#### Exercise inputs ####

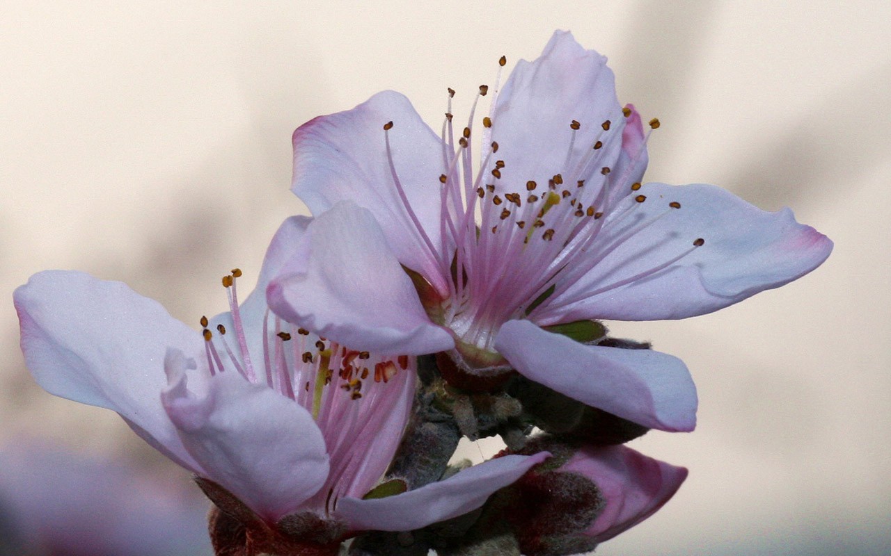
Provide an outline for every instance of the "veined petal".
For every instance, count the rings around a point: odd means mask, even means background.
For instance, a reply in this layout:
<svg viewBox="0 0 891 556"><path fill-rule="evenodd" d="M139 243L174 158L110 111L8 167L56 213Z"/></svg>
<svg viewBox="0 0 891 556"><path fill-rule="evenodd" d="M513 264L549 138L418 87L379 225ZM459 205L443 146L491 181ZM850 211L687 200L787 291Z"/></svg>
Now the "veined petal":
<svg viewBox="0 0 891 556"><path fill-rule="evenodd" d="M272 278L282 271L288 261L300 256L300 249L304 251L308 249L308 243L305 239L307 227L311 222L312 219L307 216L291 216L282 222L266 249L259 278L257 280L257 287L241 302L239 313L244 327L244 338L249 351L249 358L257 368L262 368L263 366L263 320L268 309L266 287ZM210 330L216 330L217 326L220 324L232 332L235 332L237 329L233 322L231 311L220 313L211 318L208 327ZM233 342L231 347L237 351L237 353L241 353L238 342ZM225 353L222 356L228 359ZM243 353L241 353L241 357L243 360Z"/></svg>
<svg viewBox="0 0 891 556"><path fill-rule="evenodd" d="M646 200L625 199L610 215L625 214L620 225L608 220L597 240L617 246L566 289L558 277L537 322L702 315L791 282L832 251L826 236L797 223L788 208L768 213L715 186L648 183L634 195Z"/></svg>
<svg viewBox="0 0 891 556"><path fill-rule="evenodd" d="M38 384L51 394L118 412L154 447L202 472L159 399L168 348L197 358L202 353L197 332L127 285L83 272L35 274L13 299L21 351ZM196 391L206 388L206 369L190 372Z"/></svg>
<svg viewBox="0 0 891 556"><path fill-rule="evenodd" d="M211 378L207 394L197 396L181 369L168 371L164 408L202 476L270 521L322 488L329 470L325 443L299 404L232 371Z"/></svg>
<svg viewBox="0 0 891 556"><path fill-rule="evenodd" d="M582 535L602 543L655 513L687 478L687 470L625 446L585 447L560 468L593 480L606 503Z"/></svg>
<svg viewBox="0 0 891 556"><path fill-rule="evenodd" d="M510 320L495 349L527 378L650 429L692 431L696 386L681 359L651 350L585 345Z"/></svg>
<svg viewBox="0 0 891 556"><path fill-rule="evenodd" d="M308 232L308 251L300 250L267 289L276 314L355 350L419 355L454 346L430 322L368 210L339 203Z"/></svg>
<svg viewBox="0 0 891 556"><path fill-rule="evenodd" d="M439 482L387 498L344 498L335 513L353 530L410 531L476 510L489 496L523 476L551 454L505 455Z"/></svg>
<svg viewBox="0 0 891 556"><path fill-rule="evenodd" d="M568 31L555 32L537 60L517 63L492 115L492 139L504 161L502 181L514 187L529 180L545 184L556 173L585 180L613 165L625 117L606 64L606 57L584 49ZM579 123L575 132L573 120ZM612 131L604 135L608 120ZM601 136L605 146L597 164L576 173L577 163L592 154Z"/></svg>
<svg viewBox="0 0 891 556"><path fill-rule="evenodd" d="M396 173L429 246L406 212L390 170L383 131L390 121ZM408 99L380 93L352 110L304 124L294 132L293 143L291 190L315 216L343 200L369 209L399 261L430 277L439 291L447 290L436 263L442 249L437 179L445 170L443 145Z"/></svg>

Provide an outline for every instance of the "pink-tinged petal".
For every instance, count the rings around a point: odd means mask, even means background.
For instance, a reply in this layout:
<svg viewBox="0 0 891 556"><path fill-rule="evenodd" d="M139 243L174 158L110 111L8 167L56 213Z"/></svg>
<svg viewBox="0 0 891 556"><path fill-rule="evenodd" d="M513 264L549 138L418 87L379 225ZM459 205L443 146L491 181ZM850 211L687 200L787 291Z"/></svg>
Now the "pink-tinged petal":
<svg viewBox="0 0 891 556"><path fill-rule="evenodd" d="M495 349L527 378L650 429L696 427L696 386L681 359L650 350L585 345L510 320Z"/></svg>
<svg viewBox="0 0 891 556"><path fill-rule="evenodd" d="M791 282L832 251L826 236L797 223L788 208L768 213L715 186L648 183L635 195L646 200L624 199L617 212L631 212L617 225L610 219L621 216L608 218L590 256L617 247L568 289L558 278L536 322L701 315Z"/></svg>
<svg viewBox="0 0 891 556"><path fill-rule="evenodd" d="M567 31L555 32L537 60L517 63L492 116L505 190L525 190L520 188L529 180L544 185L556 173L573 181L601 178L601 167L614 165L625 117L606 64L604 56L584 50ZM575 133L573 120L579 123ZM608 120L611 126L605 132ZM599 140L604 147L591 159ZM590 164L576 172L584 159Z"/></svg>
<svg viewBox="0 0 891 556"><path fill-rule="evenodd" d="M585 447L560 471L593 480L606 503L582 535L607 541L643 521L668 500L687 478L687 470L647 457L624 446Z"/></svg>
<svg viewBox="0 0 891 556"><path fill-rule="evenodd" d="M439 482L387 498L344 498L335 514L356 531L410 531L472 512L499 488L551 455L505 455L474 465Z"/></svg>
<svg viewBox="0 0 891 556"><path fill-rule="evenodd" d="M454 346L369 211L338 204L309 225L308 242L266 291L282 318L354 350L420 355Z"/></svg>
<svg viewBox="0 0 891 556"><path fill-rule="evenodd" d="M171 366L168 374L164 408L203 477L270 521L322 488L329 470L324 440L299 404L233 371L212 377L205 396L189 391L182 369Z"/></svg>
<svg viewBox="0 0 891 556"><path fill-rule="evenodd" d="M203 354L197 332L127 285L82 272L35 274L13 299L25 363L38 384L51 394L118 412L154 447L201 472L158 397L167 383L168 348ZM193 388L205 387L205 373L190 372Z"/></svg>
<svg viewBox="0 0 891 556"><path fill-rule="evenodd" d="M260 269L259 278L257 280L257 286L246 299L240 300L241 324L244 327L245 342L249 351L251 364L257 376L261 376L264 369L263 362L263 320L268 309L266 305L266 287L272 278L282 271L285 263L290 259L298 256L298 250L308 248L305 241L307 237L307 227L312 222L307 216L291 216L286 219L279 227L278 231L273 237L269 247L266 249L266 257L263 260L263 266ZM240 281L237 281L240 282ZM225 294L222 288L220 294ZM239 293L243 294L243 292ZM236 327L233 322L232 313L226 311L217 315L210 319L208 326L211 331L217 330L217 325L223 325L229 331L230 347L235 353L241 354L239 342L234 339ZM274 325L269 324L269 326ZM244 360L243 354L241 354ZM221 357L228 359L225 353Z"/></svg>
<svg viewBox="0 0 891 556"><path fill-rule="evenodd" d="M393 122L393 165L411 209L436 253L410 218L387 156L383 126ZM315 216L351 200L369 209L405 266L440 280L434 255L441 250L439 175L445 172L439 137L405 96L380 93L352 110L322 116L294 132L291 190ZM440 291L447 284L434 283Z"/></svg>

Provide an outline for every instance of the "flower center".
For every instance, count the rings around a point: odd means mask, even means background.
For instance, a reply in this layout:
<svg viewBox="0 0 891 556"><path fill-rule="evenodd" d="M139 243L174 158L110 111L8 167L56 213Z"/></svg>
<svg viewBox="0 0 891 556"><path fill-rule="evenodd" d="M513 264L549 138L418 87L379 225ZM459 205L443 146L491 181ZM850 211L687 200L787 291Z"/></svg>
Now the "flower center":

####

- Brief -
Rewrite every line of the listing above, omitting the pictures, with "background" replaced by "outside" and everything else unchanged.

- Answer below -
Provide an outline for every instance of the "veined petal".
For every instance, count the rings around a point: odd means mask, even means outside.
For instance, a reply in this layout:
<svg viewBox="0 0 891 556"><path fill-rule="evenodd" d="M139 243L174 158L110 111L8 167L56 213Z"/></svg>
<svg viewBox="0 0 891 556"><path fill-rule="evenodd" d="M513 264L549 138L418 87L379 225ZM459 205L443 146L491 181ZM850 211L687 200L787 291Z"/></svg>
Now the "veined petal":
<svg viewBox="0 0 891 556"><path fill-rule="evenodd" d="M272 278L282 271L288 261L300 256L300 249L304 251L308 249L308 243L305 239L307 227L311 222L312 219L307 216L291 216L282 222L266 249L259 278L257 280L257 287L241 302L239 313L244 327L244 338L249 351L249 358L257 368L262 368L263 366L263 320L268 309L266 287ZM210 330L216 330L217 326L220 324L232 332L235 332L237 329L233 322L231 311L220 313L211 318L208 327ZM233 342L231 347L237 351L237 353L241 353L238 342ZM225 353L222 356L228 359ZM243 353L241 353L241 357L243 360Z"/></svg>
<svg viewBox="0 0 891 556"><path fill-rule="evenodd" d="M646 200L625 199L610 215L625 214L620 225L608 220L597 240L617 246L566 289L558 277L537 322L702 315L791 282L832 251L826 236L797 223L788 208L768 213L715 186L648 183L634 195Z"/></svg>
<svg viewBox="0 0 891 556"><path fill-rule="evenodd" d="M38 384L51 394L118 412L154 447L202 472L159 399L168 348L197 358L202 353L197 332L127 285L83 272L35 274L13 299L21 351ZM196 391L206 388L206 369L190 372Z"/></svg>
<svg viewBox="0 0 891 556"><path fill-rule="evenodd" d="M211 378L207 394L197 396L181 369L168 371L164 408L202 476L270 521L322 488L329 470L325 443L299 404L232 371Z"/></svg>
<svg viewBox="0 0 891 556"><path fill-rule="evenodd" d="M582 535L602 543L655 513L687 478L687 470L625 446L585 447L560 468L593 480L606 503Z"/></svg>
<svg viewBox="0 0 891 556"><path fill-rule="evenodd" d="M510 320L495 349L527 378L650 429L692 431L696 386L681 359L651 350L585 345Z"/></svg>
<svg viewBox="0 0 891 556"><path fill-rule="evenodd" d="M308 232L308 251L300 250L267 289L276 314L355 350L419 355L454 346L430 322L368 210L339 203Z"/></svg>
<svg viewBox="0 0 891 556"><path fill-rule="evenodd" d="M439 482L387 498L344 498L335 513L353 530L410 531L476 510L489 496L523 476L551 454L505 455Z"/></svg>
<svg viewBox="0 0 891 556"><path fill-rule="evenodd" d="M568 31L555 32L537 60L517 63L492 115L492 139L504 161L502 181L514 187L529 180L545 184L556 173L585 180L613 165L625 117L606 64L606 57L584 49ZM579 123L575 132L573 120ZM612 131L604 135L608 120ZM601 136L605 146L597 164L576 173L577 163L592 154Z"/></svg>
<svg viewBox="0 0 891 556"><path fill-rule="evenodd" d="M396 173L429 246L406 212L390 170L383 131L390 121ZM408 99L380 93L352 110L304 124L294 132L293 143L291 190L315 216L343 200L369 209L399 261L430 277L439 291L447 290L436 263L442 249L437 179L445 170L443 145Z"/></svg>

Provide an outline for every instance of the "pink-tinged petal".
For every instance, count the rings around a point: odd means mask, even means outside.
For instance, a reply in this layout:
<svg viewBox="0 0 891 556"><path fill-rule="evenodd" d="M139 243L174 158L110 111L8 167L56 213Z"/></svg>
<svg viewBox="0 0 891 556"><path fill-rule="evenodd" d="M513 264L549 138L418 87L379 225ZM459 205L443 146L491 181ZM850 211L687 200L787 291Z"/></svg>
Now the "pink-tinged petal":
<svg viewBox="0 0 891 556"><path fill-rule="evenodd" d="M495 349L527 378L650 429L696 427L696 386L681 359L650 350L585 345L510 320Z"/></svg>
<svg viewBox="0 0 891 556"><path fill-rule="evenodd" d="M791 282L832 251L826 236L797 223L788 208L768 213L715 186L648 183L635 195L646 200L624 199L617 212L631 212L617 225L610 219L621 216L608 218L590 256L617 247L568 289L558 278L536 322L701 315Z"/></svg>
<svg viewBox="0 0 891 556"><path fill-rule="evenodd" d="M567 31L555 32L537 60L517 63L492 116L505 190L525 190L520 188L529 180L544 185L556 173L573 181L601 178L601 167L614 165L625 117L606 64L604 56L584 50ZM575 133L573 120L579 123ZM608 120L611 126L605 132ZM599 140L604 147L591 159ZM590 164L576 172L584 159Z"/></svg>
<svg viewBox="0 0 891 556"><path fill-rule="evenodd" d="M585 447L560 471L593 480L606 503L582 535L607 541L643 521L668 500L687 478L687 470L647 457L624 446Z"/></svg>
<svg viewBox="0 0 891 556"><path fill-rule="evenodd" d="M439 482L387 498L344 498L335 514L356 531L410 531L472 512L499 488L551 455L505 455L474 465Z"/></svg>
<svg viewBox="0 0 891 556"><path fill-rule="evenodd" d="M454 346L369 211L338 204L309 225L308 242L266 291L282 318L354 350L420 355Z"/></svg>
<svg viewBox="0 0 891 556"><path fill-rule="evenodd" d="M171 366L168 374L164 408L203 477L270 521L322 488L329 470L324 440L299 404L233 371L212 377L205 396L189 391L182 369Z"/></svg>
<svg viewBox="0 0 891 556"><path fill-rule="evenodd" d="M203 354L197 332L127 285L82 272L35 274L13 299L25 363L38 384L51 394L118 412L154 447L201 472L158 397L167 383L168 348ZM193 388L205 387L205 373L190 372Z"/></svg>
<svg viewBox="0 0 891 556"><path fill-rule="evenodd" d="M260 269L259 278L257 280L257 286L246 299L240 300L241 324L244 327L245 342L249 351L251 364L257 376L261 376L264 369L263 362L263 320L268 309L266 305L266 287L272 278L282 271L285 263L290 259L298 256L298 250L308 248L305 241L307 237L307 227L312 222L307 216L291 216L286 219L279 227L278 231L273 237L269 247L266 249L266 257L263 260L263 266ZM240 281L237 281L240 282ZM225 294L222 288L220 294ZM239 293L243 294L243 292ZM236 327L233 322L232 313L226 311L217 315L210 319L208 326L211 331L217 330L217 325L223 325L229 331L230 347L235 353L241 354L239 342L234 339ZM274 325L269 324L269 326ZM244 360L243 354L241 354ZM221 357L228 359L225 353Z"/></svg>
<svg viewBox="0 0 891 556"><path fill-rule="evenodd" d="M393 122L393 165L411 209L436 253L410 218L387 156L383 126ZM315 216L351 200L369 209L405 266L440 280L434 255L441 250L439 175L445 172L439 137L405 96L380 93L352 110L322 116L294 132L291 190ZM440 291L447 284L434 283Z"/></svg>

Provide an outline for every instance of the "flower center".
For every instance, count the rings around a point: odd means mask, even means outside.
For instance, a reply in this layout:
<svg viewBox="0 0 891 556"><path fill-rule="evenodd" d="M139 243L174 158L110 111L8 167L56 213Z"/></svg>
<svg viewBox="0 0 891 556"><path fill-rule="evenodd" d="M513 264L549 138L418 87L379 225ZM459 205L443 146L491 181ZM850 211L687 200L787 291Z"/></svg>
Now the "flower center":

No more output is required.